▸ **Task statement**: Every entry has to be restated word for word.

▸ **Extracted data**:
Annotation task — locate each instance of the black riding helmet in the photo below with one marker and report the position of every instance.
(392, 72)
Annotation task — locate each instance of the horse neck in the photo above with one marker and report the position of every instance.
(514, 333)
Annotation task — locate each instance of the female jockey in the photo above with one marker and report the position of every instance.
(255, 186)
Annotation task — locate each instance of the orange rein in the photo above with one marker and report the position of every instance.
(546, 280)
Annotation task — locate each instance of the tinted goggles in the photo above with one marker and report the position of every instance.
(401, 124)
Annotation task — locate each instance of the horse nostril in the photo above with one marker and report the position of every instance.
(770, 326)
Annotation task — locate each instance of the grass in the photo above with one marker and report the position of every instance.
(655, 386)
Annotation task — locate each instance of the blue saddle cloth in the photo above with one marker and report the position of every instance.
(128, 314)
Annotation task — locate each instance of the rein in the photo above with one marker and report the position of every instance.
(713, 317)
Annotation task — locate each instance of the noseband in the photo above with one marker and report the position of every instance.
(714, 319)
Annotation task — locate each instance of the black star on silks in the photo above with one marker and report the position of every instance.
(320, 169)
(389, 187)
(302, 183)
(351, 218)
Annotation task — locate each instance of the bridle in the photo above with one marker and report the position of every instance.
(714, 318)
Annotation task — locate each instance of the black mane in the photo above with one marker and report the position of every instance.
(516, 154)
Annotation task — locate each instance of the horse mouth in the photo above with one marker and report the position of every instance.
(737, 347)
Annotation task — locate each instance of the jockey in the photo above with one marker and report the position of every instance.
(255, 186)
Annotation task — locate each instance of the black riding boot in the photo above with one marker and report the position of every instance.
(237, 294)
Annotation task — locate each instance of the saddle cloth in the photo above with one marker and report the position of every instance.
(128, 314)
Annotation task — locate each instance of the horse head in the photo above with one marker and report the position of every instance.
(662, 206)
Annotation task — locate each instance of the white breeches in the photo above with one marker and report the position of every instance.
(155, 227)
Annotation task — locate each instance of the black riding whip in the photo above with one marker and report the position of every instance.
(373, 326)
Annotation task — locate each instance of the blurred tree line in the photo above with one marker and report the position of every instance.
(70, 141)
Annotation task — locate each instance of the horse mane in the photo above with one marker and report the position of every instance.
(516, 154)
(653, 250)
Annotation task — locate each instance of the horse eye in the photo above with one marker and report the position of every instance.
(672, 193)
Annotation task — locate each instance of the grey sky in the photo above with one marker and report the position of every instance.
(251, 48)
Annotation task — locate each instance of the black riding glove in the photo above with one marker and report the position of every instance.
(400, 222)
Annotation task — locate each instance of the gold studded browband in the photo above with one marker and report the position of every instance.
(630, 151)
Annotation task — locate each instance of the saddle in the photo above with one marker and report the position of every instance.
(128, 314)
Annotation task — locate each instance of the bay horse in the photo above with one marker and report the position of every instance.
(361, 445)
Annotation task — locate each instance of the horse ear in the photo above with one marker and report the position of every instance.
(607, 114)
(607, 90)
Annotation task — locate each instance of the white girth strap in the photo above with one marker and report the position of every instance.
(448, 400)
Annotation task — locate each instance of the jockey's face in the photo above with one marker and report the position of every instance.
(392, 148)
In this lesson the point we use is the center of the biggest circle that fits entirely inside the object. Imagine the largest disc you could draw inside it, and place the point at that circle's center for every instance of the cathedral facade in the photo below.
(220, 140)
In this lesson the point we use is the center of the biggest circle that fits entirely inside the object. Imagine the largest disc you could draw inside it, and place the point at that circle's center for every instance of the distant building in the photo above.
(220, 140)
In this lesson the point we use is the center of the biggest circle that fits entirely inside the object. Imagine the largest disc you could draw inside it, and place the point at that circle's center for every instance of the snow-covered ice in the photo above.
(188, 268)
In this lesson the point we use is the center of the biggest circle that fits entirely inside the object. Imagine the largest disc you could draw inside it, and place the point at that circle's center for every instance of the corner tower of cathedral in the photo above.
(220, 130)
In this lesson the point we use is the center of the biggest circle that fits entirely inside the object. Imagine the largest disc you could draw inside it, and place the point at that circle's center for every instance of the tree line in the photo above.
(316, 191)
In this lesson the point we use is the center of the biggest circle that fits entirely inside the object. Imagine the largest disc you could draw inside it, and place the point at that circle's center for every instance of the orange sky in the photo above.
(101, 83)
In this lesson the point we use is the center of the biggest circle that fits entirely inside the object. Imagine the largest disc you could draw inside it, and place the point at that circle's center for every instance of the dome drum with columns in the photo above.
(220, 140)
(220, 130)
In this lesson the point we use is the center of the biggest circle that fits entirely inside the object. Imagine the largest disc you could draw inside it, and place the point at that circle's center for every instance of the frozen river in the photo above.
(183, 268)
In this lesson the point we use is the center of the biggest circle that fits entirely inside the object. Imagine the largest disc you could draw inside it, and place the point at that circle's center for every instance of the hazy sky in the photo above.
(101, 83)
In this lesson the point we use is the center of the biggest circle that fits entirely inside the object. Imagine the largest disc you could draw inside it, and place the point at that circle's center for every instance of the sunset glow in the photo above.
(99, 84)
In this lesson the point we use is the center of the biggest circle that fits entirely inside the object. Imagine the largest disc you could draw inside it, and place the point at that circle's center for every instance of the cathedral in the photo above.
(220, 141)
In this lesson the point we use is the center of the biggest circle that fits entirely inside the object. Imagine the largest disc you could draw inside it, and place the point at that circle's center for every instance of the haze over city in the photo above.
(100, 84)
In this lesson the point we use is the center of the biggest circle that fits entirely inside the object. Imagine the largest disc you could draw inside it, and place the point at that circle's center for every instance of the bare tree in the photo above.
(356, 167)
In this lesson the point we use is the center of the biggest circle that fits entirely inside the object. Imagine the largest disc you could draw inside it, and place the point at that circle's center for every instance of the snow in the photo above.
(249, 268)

▸ **Solution to the problem**:
Annotation task — locate each instance of the black riding helmet in the photo below with one marker and report the position of every instance.
(392, 72)
Annotation task — locate each instance of the horse neck in the photo above with one marker and report the position of every instance.
(514, 333)
Annotation task — locate each instance of the female jockey in the photo above with one marker and report the position of every instance.
(255, 186)
Annotation task — locate each instance of the orange rein in the photo above with one marker and report the position of every instance.
(546, 280)
Annotation task — locate each instance of the tinted goggles in the photo above with one marker and report the position of every instance.
(401, 124)
Annotation task — locate each instance of the horse nostril in the photo above with one marker and report the position of every instance.
(770, 326)
Annotation task — locate each instance of the grass in the photo above with one marker and report the position of every instance.
(655, 386)
Annotation task — locate each instance of the blue saddle cloth in the photo above with one marker and report the position of every instance.
(128, 314)
Annotation task — locate each instance of the rein in the photo above with one marker and report the position of every instance.
(713, 317)
Annotation task — locate each instance of the noseband in the photo above with one marker and report the position of every instance.
(714, 319)
Annotation task — locate each instance of the black star on silks in the photo above with one marker and report the position of every instance.
(320, 169)
(389, 187)
(302, 183)
(351, 218)
Annotation task — locate each instance of the bridle in the photo above with one marker and report the position of every instance.
(714, 318)
Annotation task — locate each instance of the black mane in the photo above with one marker and report the position of every instance.
(516, 154)
Annotation task — locate each instance of the horse mouth in the photo above with one marker and report the position of every instance.
(737, 347)
Annotation task — locate each instance of the jockey in the photo above with one marker and report the position of every instance.
(255, 186)
Annotation task — locate each instance of the black riding boot in the photo above with one marker and report the position of every instance.
(237, 294)
Annotation task — locate each instance of the saddle cloth in the photo above with one marker and report the position of every instance.
(128, 314)
Annotation task — locate each instance of the horse head in the photo above with one marker and report the position of every instance.
(662, 206)
Annotation task — locate each instance of the white breeches in the photo above with one marker and report the position of every instance.
(155, 227)
Annotation task — locate each instance of the black riding whip in the photo above with one marker and report the position of every instance.
(373, 326)
Annotation task — locate each instance of the blurred tree line in the photo above with one marker and report the position of every instance.
(70, 141)
Annotation task — locate each instance of the horse mane in the photo above with one marker and report the position of every instance.
(516, 154)
(653, 250)
Annotation task — locate each instance of the horse eye in the photo above with one marker and report the position of every instance.
(672, 193)
Annotation task — locate each instance of the grey sky in the photo above with one marker and report the position of every instance.
(251, 48)
Annotation task — locate each instance of the black riding glove in the photo above with one marker and report the position of every instance.
(400, 222)
Annotation task — locate each instance of the gold studded browband in the photo above with one marker and report the position of every instance.
(630, 151)
Annotation task — locate each instance of the saddle in the photo above with one marker and report the position of every instance.
(128, 314)
Annotation task — locate each instance of the bay horse in the photo above with one marker and report the position of every instance.
(361, 445)
Annotation task — locate each instance of the horse ear in the photo above with one marker and report the position of every instance.
(607, 114)
(607, 90)
Annotation task — locate each instance of the white girth strap in the photo above with one marker and report the position of every instance.
(448, 400)
Annotation task — locate each instance of the jockey's face in the photo above with one marker and report the position of every instance.
(392, 148)
In this lesson the point we use is the center of the biggest circle that fits entirely inside the object. Imagine the largest disc you could draw inside it, and place the point at that circle's center for every instance of the cathedral facade in the photo below.
(220, 140)
In this lesson the point we use is the center of the biggest circle that fits entirely inside the object. Imagine the largest disc you could draw inside it, and place the point at that circle's center for every instance of the distant building in the photo above.
(220, 140)
In this lesson the point we use is the center of the biggest circle that fits entirely inside the object. Imagine the largest disc you could draw inside it, and place the point at that circle's center for every instance of the snow-covered ice in the photo above.
(188, 268)
In this lesson the point we use is the center of the biggest circle that fits entirely inside the object. Imagine the largest disc you could draw inside it, and place the point at that circle's center for every instance of the corner tower of cathedral in the photo above.
(220, 130)
In this lesson the point we use is the center of the biggest circle that fits entirely inside the object. Imagine the largest disc you could draw inside it, and place the point at that circle's center for every instance of the tree line in the photo above.
(316, 191)
In this lesson the point we use is the center of the biggest circle that fits entirely inside the object. Imagine the largest disc you could draw inside it, and place the point at that circle's center for every instance of the orange sky in the photo above.
(101, 83)
In this lesson the point we use is the center of the biggest circle that fits entirely inside the object. Imagine the largest disc you could draw inside it, and place the point at that circle's center for every instance of the dome drum with columns in the photo above.
(220, 140)
(220, 130)
In this lesson the point we use is the center of the biggest circle that fits entirely inside the object. Imagine the largest disc you could draw inside it, and place the point at that circle's center for every instance of the frozen river in the photo above.
(183, 268)
In this lesson the point we use is the center of the biggest circle that fits entirely inside the object. Imagine the largest disc you could draw inside it, and place the point at that circle's center for every instance of the hazy sky in the photo above.
(101, 83)
In this lesson the point we use is the center of the biggest circle that fits entirely inside the object. Imagine the largest disc you could draw inside it, and place the point at that circle's center for every instance of the sunset glow in the photo above.
(99, 84)
In this lesson the point we use is the center of the biggest circle that fits entirely inside the object. Imagine the largest disc you could draw inside it, and place the point at that circle's center for every instance of the cathedral in the photo above.
(220, 141)
In this lesson the point we use is the center of the biggest circle that fits entirely inside the object. Imagine the largest disc you could draw inside it, and place the point at that circle's center for every instance of the haze over city in the photo above.
(100, 84)
In this lesson the point we use is the center of the biggest circle that fits entirely inside the object. Imagine the largest disc you could draw inside it, and place the point at that circle's center for every instance of the bare tree in the photo above.
(356, 167)
In this lesson the point we use is the center of the biggest circle that fits entirely inside the object. Imagine the largest disc you could draw inside it, and place the point at that circle's center for every instance of the snow in the photo above.
(249, 268)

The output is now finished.